__Passage shown__.
■ ■ ■ ■
Yet thousands more students who qualified for tertiary education had to drop out, leaving education to be a preserve of the rich.

All this happened under the watch of Bernard Chidzero, a Western-trained economist, who was the Finance minister then.

A generation later, Mthuli Ncube, another Western-trained economist is at the helm of the ministry and wants to do another Chidzero on Zimbabweans.

Ncube, in his first budget in 2018 was clear about his policy of economic austerity, tightening of belts by the working class.

This was a warning shot and under the COVID-19 pandemic, he has pushed the boundaries quietly.

The economics don, Ncube, has borrowed a few things from the Chicago boys — disciples of Milton Friedman, the godfather of neo-liberalism.

It should be noted that Friedman while at the helm of IMF introduced structural adjustment programmes as a panacea to moribund economies.

Ncube also understands the use of the shock doctrine in economics management that is well-explained in Naomi Klein’s book The Shock Doctrine and the Rise of Disaster Capitalism.

The Treasury czar has taken advantage of the COVID-19 pandemic to reintroduce radical economic solutions like the 1:1 US dollar to RTGS, push for privatisation of State-owned enterprises and more importantly, driving Zimbabwe towards highly indebted poor countries (HIPC) programme as a solution to the country’s economic morass.
■ ■ ■ ■
[Localization data, one point per instance]
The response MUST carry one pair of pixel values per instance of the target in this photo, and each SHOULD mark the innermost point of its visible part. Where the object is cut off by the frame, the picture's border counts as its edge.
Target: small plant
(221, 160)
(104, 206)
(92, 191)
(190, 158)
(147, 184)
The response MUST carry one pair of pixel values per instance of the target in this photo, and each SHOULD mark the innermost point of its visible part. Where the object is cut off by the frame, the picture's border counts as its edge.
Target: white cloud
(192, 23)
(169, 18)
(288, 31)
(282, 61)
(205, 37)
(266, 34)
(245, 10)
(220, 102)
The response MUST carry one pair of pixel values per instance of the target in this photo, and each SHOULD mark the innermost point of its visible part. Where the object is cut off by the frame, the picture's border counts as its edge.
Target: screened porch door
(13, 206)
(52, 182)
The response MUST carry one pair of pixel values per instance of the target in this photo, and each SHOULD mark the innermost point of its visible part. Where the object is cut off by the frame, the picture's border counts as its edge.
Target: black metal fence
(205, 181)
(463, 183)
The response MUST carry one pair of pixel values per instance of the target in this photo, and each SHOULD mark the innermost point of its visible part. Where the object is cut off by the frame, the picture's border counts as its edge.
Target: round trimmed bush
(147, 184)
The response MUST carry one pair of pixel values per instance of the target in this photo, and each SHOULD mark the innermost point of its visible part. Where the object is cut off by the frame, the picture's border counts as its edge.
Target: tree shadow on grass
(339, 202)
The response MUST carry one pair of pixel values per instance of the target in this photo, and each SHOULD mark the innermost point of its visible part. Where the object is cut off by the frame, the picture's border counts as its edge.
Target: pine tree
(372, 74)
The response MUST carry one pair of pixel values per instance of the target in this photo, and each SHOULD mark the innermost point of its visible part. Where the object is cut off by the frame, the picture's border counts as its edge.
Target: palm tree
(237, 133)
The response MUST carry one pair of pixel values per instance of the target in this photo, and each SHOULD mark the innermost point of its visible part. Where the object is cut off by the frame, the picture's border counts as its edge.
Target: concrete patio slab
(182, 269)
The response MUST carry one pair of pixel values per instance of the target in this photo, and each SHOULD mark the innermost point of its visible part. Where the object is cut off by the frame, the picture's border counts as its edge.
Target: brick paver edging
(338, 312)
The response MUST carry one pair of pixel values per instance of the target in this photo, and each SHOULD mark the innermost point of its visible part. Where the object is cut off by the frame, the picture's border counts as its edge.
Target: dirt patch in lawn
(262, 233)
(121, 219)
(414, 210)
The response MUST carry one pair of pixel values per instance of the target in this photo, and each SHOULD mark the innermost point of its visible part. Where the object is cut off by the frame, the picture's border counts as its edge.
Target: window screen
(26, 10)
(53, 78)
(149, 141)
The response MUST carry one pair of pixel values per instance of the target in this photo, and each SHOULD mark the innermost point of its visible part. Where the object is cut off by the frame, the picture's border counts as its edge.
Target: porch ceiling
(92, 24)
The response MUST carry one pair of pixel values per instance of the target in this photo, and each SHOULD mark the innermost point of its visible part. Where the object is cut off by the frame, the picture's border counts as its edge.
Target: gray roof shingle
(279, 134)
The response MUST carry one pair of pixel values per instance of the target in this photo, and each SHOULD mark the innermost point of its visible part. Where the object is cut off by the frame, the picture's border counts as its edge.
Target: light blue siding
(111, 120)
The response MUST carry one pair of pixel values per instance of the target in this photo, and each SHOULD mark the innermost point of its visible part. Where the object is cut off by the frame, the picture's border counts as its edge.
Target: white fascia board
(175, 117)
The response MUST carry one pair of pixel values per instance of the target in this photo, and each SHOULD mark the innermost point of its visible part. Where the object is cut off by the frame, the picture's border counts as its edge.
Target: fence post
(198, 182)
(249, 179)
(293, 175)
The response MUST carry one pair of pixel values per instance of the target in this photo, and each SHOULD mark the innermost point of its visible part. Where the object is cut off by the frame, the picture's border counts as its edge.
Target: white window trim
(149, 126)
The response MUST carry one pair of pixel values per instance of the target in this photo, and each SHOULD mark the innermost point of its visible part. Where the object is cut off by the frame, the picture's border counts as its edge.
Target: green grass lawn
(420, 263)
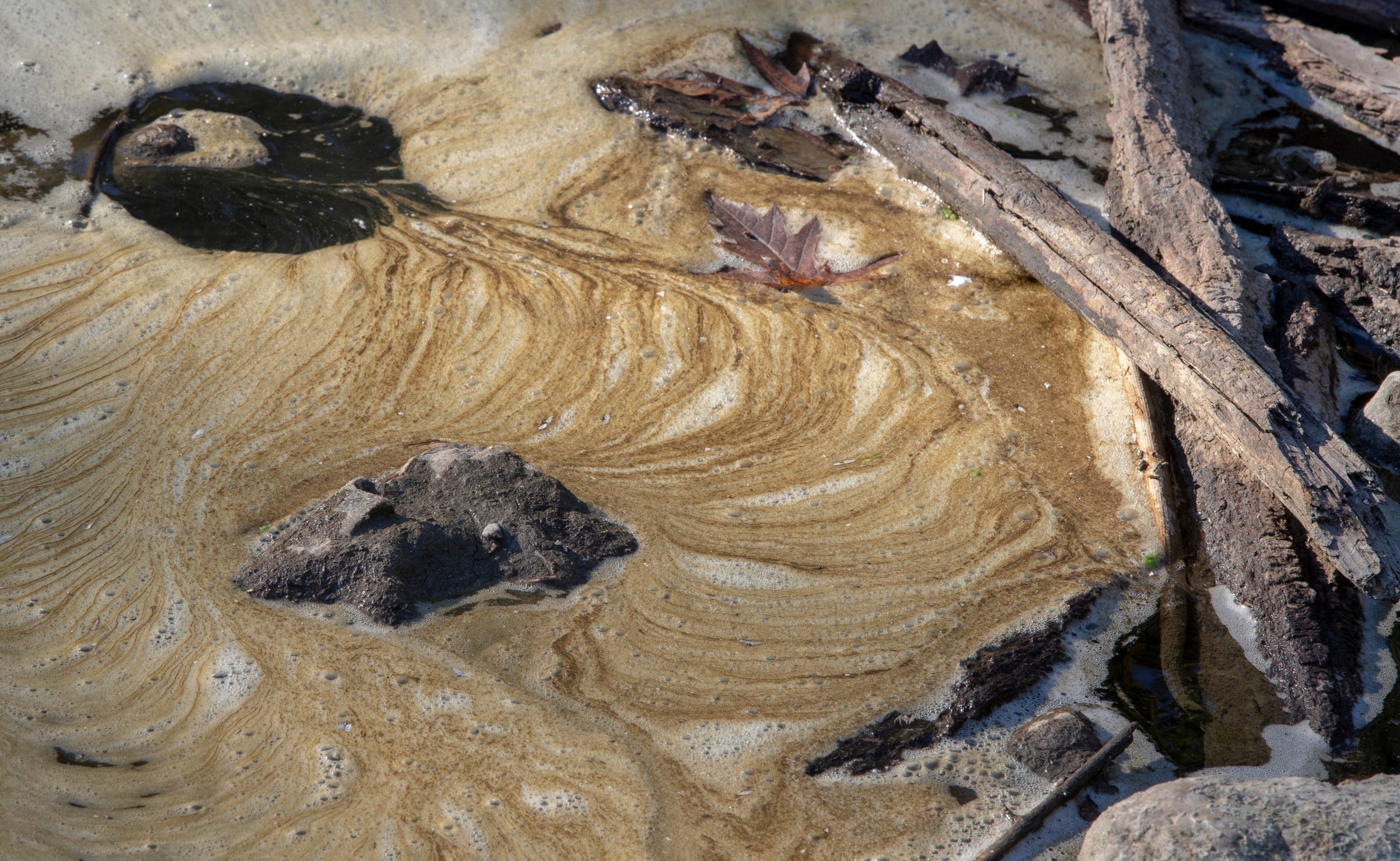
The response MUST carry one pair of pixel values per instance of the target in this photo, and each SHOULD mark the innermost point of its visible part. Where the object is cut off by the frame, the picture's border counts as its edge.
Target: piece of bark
(1359, 278)
(1304, 620)
(1342, 79)
(1158, 326)
(991, 677)
(1306, 345)
(1152, 438)
(1158, 167)
(1322, 201)
(776, 148)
■ ■ ■ ■
__What this exercise asks__.
- a) In the passage on Zimbabwe's finance ministry, why does the writer call Ncube's first budget a warning shot?
- b) Carry on the passage about Zimbabwe's finance ministry from its last sentence, in the same voice.
The listing has no connection to the passage on Zimbabwe's finance ministry.

__Answers for the exercise__.
- a) In that 2018 budget, Ncube was clear about his policy of economic austerity, which meant the working class tightening their belts. Under the COVID-19 pandemic, he then quietly pushed the boundaries of that policy.

- b)
In a public debt statement tabled in Parliament in November 2021, Ncube said: “Zimbabwe is expected to remain in debt distress in the absence of a comprehensive arrears clearance, debt relief and restructuring strategy aimed at attaining debt sustainability post-COVID-19 pandemic. To this end, Treasury formulated the arrears clearance, debt relief and restructuring strategy which outlines the necessary steps towards arrears clearance and debt relief. The strategy includes traditional debt relief options, including the highly indebted poor country (HIPC) initiative, which provides maximum debt relief.”

He added: “If the window for the HIPC initiative is availed, Zimbabwe is keen to participate in the HIPC initiative process to benefit from maximum debt relief. This would require a modification or exception granted by IDA’s executive board, to the World Bank HIPC initiative eligibility criteria, for the reclassification of Zimbabwe as an IDA-only country. This will also require IMF’s board grandfathering of Zimbabwe to the HIPC initiative.”

It is important at this juncture to acknowledge that Zimbabwe has been toying around with the idea of going back cap in hand to the IMF.

Over the past decade, it has unsuccessfully implemented the Staff-Monitored Programme.

This is a watered down version of Esap, but each country draws its own targets and tries to meet them under IMF supervision as a prelude to accessing fresh debt.

It is critical to note that IMF conditions have not shifted a bit since the 1970s.

Among conditions for new debt is governments trimming their wage bills (a soft way of saying retrench staff), cutting back on social services spending (an euphemism for privatise education, health, water, transport and energy) and deregulation of the forex market, a simpler way of saying foreign investors must easily take away their dividends to their home countries or tax havens.

Without alarming Zimbabweans, it is important to learn from what happened to Greece recently. It has received a set of new conditions to access new debt from the IMF, especially after it elected a leftist leader.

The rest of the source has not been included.